━━━ MATERIAL TO PROCESS

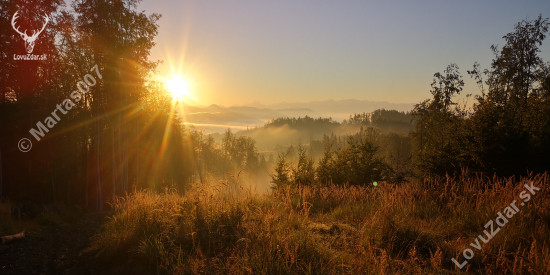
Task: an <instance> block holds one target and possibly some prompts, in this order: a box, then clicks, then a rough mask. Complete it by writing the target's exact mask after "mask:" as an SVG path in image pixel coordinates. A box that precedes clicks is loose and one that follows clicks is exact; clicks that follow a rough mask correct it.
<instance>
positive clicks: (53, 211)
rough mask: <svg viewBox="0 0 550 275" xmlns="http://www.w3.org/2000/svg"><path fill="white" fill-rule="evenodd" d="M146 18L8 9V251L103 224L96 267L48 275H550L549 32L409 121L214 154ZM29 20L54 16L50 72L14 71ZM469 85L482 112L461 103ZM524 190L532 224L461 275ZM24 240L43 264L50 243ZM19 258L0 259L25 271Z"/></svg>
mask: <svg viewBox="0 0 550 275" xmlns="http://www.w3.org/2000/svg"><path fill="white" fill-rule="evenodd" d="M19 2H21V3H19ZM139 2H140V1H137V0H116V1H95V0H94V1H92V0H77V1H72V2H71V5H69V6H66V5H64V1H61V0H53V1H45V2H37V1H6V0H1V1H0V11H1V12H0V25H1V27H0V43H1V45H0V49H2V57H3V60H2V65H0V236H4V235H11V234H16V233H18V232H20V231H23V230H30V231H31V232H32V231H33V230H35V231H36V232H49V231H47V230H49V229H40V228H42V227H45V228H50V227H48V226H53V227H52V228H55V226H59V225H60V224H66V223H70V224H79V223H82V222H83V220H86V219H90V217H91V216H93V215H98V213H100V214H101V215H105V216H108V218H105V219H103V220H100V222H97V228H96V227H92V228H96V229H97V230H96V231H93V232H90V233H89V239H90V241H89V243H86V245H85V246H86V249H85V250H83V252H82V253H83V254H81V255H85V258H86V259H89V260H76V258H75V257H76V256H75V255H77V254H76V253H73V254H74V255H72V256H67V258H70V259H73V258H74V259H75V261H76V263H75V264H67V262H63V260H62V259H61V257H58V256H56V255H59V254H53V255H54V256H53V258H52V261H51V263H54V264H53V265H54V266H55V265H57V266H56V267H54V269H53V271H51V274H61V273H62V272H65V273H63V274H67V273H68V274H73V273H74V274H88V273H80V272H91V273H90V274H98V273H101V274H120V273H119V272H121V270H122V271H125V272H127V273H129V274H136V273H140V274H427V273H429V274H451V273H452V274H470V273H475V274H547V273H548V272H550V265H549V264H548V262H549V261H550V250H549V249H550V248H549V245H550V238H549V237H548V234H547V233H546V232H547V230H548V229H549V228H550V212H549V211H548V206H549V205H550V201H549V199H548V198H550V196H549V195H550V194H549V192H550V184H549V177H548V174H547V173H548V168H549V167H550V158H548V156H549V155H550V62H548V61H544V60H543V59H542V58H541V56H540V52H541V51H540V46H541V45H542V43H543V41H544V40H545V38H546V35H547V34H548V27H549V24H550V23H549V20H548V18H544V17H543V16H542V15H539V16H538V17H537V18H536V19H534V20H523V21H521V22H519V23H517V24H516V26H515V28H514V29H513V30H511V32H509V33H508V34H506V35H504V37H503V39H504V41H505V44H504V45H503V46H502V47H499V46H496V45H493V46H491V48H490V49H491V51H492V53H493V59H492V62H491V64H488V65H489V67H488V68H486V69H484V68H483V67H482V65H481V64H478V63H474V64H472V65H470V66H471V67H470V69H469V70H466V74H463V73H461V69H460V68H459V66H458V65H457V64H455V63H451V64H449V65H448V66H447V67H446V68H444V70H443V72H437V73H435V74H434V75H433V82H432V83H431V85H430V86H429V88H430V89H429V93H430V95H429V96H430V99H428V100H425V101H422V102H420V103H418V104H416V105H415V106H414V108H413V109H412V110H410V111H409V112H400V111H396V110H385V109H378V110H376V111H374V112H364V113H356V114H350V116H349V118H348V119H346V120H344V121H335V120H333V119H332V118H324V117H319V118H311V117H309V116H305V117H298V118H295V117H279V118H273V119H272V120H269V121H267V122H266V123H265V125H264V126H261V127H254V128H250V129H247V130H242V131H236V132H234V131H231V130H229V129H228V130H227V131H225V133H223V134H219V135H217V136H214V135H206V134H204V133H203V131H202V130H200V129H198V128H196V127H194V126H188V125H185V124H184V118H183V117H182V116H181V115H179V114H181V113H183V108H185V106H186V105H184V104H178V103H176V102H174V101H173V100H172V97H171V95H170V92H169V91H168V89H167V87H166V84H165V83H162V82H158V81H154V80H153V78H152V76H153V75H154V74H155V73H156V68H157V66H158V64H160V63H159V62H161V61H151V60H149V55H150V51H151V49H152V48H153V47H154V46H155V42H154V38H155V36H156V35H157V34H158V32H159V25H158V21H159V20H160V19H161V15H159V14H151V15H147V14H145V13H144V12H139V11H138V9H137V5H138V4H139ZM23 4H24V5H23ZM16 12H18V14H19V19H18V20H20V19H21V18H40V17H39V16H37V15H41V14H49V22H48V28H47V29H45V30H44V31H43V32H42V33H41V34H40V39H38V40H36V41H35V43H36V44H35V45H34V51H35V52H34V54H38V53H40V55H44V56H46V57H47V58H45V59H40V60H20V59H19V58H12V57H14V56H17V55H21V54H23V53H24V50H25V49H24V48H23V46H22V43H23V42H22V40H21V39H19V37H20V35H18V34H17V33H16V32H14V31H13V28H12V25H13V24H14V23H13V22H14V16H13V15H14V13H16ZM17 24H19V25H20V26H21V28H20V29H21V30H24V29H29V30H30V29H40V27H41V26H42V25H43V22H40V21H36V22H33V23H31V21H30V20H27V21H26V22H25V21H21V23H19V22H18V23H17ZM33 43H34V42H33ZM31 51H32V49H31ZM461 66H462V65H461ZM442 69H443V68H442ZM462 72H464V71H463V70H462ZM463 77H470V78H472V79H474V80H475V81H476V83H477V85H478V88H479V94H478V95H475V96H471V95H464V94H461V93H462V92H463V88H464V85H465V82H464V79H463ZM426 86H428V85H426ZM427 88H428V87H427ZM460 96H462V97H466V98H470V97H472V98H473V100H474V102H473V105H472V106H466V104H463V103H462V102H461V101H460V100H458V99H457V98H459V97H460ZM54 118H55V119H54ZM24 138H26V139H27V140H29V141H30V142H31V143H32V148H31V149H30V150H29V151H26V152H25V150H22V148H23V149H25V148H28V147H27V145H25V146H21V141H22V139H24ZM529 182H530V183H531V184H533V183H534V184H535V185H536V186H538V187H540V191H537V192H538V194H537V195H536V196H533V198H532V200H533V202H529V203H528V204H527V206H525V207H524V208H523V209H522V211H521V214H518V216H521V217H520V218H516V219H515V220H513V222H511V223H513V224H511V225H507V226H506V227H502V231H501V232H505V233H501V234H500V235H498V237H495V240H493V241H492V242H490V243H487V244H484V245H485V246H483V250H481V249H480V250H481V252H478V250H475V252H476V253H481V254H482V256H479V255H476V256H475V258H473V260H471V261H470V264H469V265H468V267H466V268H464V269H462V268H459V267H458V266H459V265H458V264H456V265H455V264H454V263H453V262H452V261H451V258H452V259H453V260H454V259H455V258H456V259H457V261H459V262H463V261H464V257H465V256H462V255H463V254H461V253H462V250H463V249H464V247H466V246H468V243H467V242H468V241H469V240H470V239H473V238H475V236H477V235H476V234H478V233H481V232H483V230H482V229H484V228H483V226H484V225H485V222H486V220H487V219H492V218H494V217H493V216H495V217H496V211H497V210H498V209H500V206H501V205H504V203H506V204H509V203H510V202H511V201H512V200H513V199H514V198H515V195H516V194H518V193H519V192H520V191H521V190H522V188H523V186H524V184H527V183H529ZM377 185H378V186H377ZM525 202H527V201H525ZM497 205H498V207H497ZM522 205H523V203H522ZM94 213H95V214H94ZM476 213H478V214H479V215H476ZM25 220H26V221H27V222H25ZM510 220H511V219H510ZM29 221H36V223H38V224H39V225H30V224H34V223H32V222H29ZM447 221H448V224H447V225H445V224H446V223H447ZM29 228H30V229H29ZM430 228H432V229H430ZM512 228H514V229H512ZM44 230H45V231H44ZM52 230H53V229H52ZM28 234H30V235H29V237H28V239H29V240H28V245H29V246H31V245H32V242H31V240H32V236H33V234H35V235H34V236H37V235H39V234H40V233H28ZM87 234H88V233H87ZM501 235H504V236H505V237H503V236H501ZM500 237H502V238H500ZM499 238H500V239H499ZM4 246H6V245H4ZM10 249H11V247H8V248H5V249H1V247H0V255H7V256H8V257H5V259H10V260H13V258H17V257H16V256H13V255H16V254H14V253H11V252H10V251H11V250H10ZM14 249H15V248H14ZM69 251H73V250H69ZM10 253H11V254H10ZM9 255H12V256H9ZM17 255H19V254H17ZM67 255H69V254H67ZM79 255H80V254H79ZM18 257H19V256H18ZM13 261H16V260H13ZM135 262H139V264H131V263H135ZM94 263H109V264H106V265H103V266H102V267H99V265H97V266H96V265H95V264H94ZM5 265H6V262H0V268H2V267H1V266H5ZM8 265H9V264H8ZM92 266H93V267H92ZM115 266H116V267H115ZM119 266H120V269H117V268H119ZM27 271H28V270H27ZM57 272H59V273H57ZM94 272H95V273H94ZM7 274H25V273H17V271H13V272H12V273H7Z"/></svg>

━━━━━━
━━━ MATERIAL TO PROCESS

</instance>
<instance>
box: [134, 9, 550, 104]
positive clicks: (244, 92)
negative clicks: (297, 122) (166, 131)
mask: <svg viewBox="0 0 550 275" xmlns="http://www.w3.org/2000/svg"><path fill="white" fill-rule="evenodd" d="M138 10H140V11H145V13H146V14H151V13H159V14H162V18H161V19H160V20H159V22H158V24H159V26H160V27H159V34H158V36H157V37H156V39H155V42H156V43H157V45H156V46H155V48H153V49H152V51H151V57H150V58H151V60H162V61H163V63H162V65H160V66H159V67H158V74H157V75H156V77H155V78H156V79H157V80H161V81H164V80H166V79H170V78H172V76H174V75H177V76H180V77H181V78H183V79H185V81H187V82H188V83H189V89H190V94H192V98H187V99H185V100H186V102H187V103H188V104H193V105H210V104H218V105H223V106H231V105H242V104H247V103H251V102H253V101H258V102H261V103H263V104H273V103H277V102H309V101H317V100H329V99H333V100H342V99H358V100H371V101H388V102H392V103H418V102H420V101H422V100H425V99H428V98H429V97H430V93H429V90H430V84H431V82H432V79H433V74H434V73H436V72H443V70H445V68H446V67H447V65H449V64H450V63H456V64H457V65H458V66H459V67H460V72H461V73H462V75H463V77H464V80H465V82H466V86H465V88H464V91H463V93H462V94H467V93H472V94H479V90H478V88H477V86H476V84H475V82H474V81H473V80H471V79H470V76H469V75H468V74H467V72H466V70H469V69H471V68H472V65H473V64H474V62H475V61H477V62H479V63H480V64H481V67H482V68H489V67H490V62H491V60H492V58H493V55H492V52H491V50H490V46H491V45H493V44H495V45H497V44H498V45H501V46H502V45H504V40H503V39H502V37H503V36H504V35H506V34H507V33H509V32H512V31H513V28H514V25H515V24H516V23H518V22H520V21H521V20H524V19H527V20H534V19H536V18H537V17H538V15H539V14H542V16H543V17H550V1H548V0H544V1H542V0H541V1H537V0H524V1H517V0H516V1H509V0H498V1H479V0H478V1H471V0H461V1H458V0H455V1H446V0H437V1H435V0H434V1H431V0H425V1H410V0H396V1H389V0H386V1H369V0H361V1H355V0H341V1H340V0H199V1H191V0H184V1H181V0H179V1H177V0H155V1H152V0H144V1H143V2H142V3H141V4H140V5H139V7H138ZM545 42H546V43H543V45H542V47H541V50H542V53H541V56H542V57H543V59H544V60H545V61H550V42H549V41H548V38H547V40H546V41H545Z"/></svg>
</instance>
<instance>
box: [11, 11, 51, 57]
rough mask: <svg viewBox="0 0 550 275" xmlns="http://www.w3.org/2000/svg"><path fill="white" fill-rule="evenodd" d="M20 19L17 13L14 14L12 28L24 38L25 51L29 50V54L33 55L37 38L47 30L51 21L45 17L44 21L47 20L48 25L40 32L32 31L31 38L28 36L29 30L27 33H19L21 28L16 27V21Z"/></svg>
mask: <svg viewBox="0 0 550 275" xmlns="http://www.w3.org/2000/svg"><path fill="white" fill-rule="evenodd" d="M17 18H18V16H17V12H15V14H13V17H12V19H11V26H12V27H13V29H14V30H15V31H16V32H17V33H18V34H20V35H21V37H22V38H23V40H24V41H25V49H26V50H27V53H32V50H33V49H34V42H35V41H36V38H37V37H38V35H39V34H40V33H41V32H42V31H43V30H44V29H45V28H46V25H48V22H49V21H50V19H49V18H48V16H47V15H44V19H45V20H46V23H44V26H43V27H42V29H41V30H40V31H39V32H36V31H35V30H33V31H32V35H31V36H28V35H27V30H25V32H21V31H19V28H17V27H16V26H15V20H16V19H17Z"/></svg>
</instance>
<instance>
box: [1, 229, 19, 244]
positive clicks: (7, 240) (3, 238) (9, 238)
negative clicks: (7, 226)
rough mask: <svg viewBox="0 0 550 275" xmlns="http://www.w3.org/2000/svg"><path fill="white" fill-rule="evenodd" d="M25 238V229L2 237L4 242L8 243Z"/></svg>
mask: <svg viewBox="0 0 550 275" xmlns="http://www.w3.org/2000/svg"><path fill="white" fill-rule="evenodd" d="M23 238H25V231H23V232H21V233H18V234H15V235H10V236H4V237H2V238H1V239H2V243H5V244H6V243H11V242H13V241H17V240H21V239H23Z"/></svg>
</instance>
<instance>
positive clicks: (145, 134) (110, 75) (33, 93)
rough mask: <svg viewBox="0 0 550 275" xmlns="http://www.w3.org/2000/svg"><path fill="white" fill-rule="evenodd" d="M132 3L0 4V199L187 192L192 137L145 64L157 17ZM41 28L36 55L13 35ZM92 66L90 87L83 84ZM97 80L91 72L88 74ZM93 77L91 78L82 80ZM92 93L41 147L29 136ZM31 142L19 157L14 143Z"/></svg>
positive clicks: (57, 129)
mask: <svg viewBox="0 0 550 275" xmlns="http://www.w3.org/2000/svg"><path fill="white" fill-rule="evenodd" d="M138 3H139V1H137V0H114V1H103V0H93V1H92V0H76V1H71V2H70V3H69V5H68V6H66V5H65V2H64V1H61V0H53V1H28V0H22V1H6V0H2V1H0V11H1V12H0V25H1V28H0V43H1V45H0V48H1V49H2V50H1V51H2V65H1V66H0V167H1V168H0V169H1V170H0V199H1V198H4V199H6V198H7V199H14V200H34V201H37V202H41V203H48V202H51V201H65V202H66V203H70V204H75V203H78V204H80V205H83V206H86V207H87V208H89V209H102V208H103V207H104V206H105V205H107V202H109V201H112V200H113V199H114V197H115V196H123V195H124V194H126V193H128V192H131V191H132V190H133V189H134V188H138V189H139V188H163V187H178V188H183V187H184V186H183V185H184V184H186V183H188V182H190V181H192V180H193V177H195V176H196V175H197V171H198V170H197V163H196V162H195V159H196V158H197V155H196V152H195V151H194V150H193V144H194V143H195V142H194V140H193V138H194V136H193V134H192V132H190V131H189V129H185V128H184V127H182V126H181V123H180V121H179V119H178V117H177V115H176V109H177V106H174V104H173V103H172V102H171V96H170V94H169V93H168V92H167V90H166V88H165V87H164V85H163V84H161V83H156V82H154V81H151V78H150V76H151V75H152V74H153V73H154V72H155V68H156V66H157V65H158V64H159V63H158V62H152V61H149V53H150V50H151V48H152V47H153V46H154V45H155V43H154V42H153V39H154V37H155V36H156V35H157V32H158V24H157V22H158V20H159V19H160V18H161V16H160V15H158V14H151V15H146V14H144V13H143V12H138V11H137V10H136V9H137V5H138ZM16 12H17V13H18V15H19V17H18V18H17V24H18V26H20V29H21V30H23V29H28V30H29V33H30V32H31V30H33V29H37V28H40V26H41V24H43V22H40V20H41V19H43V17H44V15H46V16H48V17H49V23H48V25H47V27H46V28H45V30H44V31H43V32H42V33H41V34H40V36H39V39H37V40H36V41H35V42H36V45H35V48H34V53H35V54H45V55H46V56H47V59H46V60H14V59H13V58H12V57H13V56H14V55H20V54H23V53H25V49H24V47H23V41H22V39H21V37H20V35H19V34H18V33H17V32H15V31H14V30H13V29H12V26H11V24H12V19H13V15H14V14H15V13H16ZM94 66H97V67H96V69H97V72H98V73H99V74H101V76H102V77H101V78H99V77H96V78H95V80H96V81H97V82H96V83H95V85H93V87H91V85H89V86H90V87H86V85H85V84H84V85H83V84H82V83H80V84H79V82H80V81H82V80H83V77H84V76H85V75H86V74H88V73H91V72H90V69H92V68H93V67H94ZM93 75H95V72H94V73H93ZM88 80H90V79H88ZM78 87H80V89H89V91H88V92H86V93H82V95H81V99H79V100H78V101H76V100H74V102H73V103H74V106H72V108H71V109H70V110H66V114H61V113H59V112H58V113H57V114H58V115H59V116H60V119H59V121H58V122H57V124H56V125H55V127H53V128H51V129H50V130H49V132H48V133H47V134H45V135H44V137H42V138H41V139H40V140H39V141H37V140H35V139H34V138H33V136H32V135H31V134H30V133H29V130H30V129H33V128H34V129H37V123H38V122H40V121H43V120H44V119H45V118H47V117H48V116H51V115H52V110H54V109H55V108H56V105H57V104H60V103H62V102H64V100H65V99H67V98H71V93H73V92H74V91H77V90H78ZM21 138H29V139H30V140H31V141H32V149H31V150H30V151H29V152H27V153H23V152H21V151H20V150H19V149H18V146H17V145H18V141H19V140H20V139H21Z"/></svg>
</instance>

━━━━━━

> [WORK INSTRUCTION]
Please copy, exactly and with nothing else, the lines above beginning at the line that has "Task: an <instance>" and ending with the line that has "positive clicks: (53, 211)".

> [SOLUTION FOR THIS TASK]
Task: an <instance> block holds one target and possibly some prompts, in this order: a box, then clicks, then a rough mask. Complete it by writing the target's exact mask after "mask:" as an SVG path in image pixel coordinates. A box that precedes clicks is loose and one that follows clicks is exact; clicks that follow a rough mask correct it.
<instance>
positive clicks: (53, 211)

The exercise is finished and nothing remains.